▶ [Given task] Put every row below into a numbered list, leaving out any blank lines.

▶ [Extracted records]
——————————

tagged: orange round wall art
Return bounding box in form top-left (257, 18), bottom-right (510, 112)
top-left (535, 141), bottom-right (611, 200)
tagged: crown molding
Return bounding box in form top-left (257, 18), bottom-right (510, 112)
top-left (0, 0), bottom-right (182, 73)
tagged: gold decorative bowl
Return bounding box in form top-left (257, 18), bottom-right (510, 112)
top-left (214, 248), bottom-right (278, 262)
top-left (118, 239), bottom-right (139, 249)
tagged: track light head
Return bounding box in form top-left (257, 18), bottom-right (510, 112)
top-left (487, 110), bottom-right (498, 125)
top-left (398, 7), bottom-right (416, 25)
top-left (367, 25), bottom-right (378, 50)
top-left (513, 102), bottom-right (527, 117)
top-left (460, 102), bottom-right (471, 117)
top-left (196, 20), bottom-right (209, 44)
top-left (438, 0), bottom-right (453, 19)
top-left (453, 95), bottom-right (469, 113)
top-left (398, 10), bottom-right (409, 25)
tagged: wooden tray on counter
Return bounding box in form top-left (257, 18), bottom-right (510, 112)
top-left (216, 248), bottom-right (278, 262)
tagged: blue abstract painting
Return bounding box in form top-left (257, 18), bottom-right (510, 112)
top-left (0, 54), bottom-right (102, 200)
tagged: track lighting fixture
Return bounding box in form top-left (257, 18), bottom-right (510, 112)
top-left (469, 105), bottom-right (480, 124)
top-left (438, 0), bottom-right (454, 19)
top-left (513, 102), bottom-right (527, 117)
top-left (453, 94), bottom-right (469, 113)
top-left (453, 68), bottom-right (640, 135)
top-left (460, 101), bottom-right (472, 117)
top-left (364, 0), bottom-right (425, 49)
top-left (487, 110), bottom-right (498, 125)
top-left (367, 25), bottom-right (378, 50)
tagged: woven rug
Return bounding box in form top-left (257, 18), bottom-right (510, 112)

——————————

▶ [Written reply]
1. tagged: orange round wall art
2. Return bounding box in form top-left (257, 18), bottom-right (510, 112)
3. top-left (535, 141), bottom-right (611, 200)
4. tagged: crown molding
5. Return bounding box in form top-left (257, 18), bottom-right (510, 112)
6. top-left (0, 0), bottom-right (182, 73)
7. tagged: gold decorative bowl
8. Return bounding box in form top-left (257, 18), bottom-right (510, 112)
9. top-left (214, 248), bottom-right (278, 262)
10. top-left (118, 239), bottom-right (139, 249)
11. tagged: track light head
12. Return bounding box in form top-left (257, 18), bottom-right (510, 112)
13. top-left (487, 110), bottom-right (498, 125)
14. top-left (398, 7), bottom-right (416, 25)
15. top-left (367, 25), bottom-right (378, 50)
16. top-left (513, 102), bottom-right (527, 117)
17. top-left (460, 102), bottom-right (471, 117)
18. top-left (196, 20), bottom-right (209, 44)
19. top-left (438, 0), bottom-right (453, 19)
20. top-left (453, 95), bottom-right (469, 113)
21. top-left (398, 10), bottom-right (409, 25)
22. tagged: wooden tray on counter
23. Return bounding box in form top-left (257, 18), bottom-right (510, 112)
24. top-left (216, 248), bottom-right (278, 262)
25. tagged: blue abstract painting
26. Return bounding box in form top-left (257, 18), bottom-right (510, 112)
27. top-left (0, 54), bottom-right (102, 200)
28. tagged: track lighting fixture
29. Return bounding box in form top-left (257, 18), bottom-right (510, 112)
30. top-left (469, 105), bottom-right (480, 124)
31. top-left (438, 0), bottom-right (454, 19)
32. top-left (513, 102), bottom-right (527, 117)
33. top-left (453, 94), bottom-right (469, 113)
34. top-left (453, 68), bottom-right (640, 135)
35. top-left (460, 101), bottom-right (472, 117)
36. top-left (364, 0), bottom-right (425, 49)
37. top-left (487, 110), bottom-right (498, 125)
38. top-left (367, 25), bottom-right (378, 50)
39. tagged: woven rug
40. Return bounding box in form top-left (257, 18), bottom-right (510, 112)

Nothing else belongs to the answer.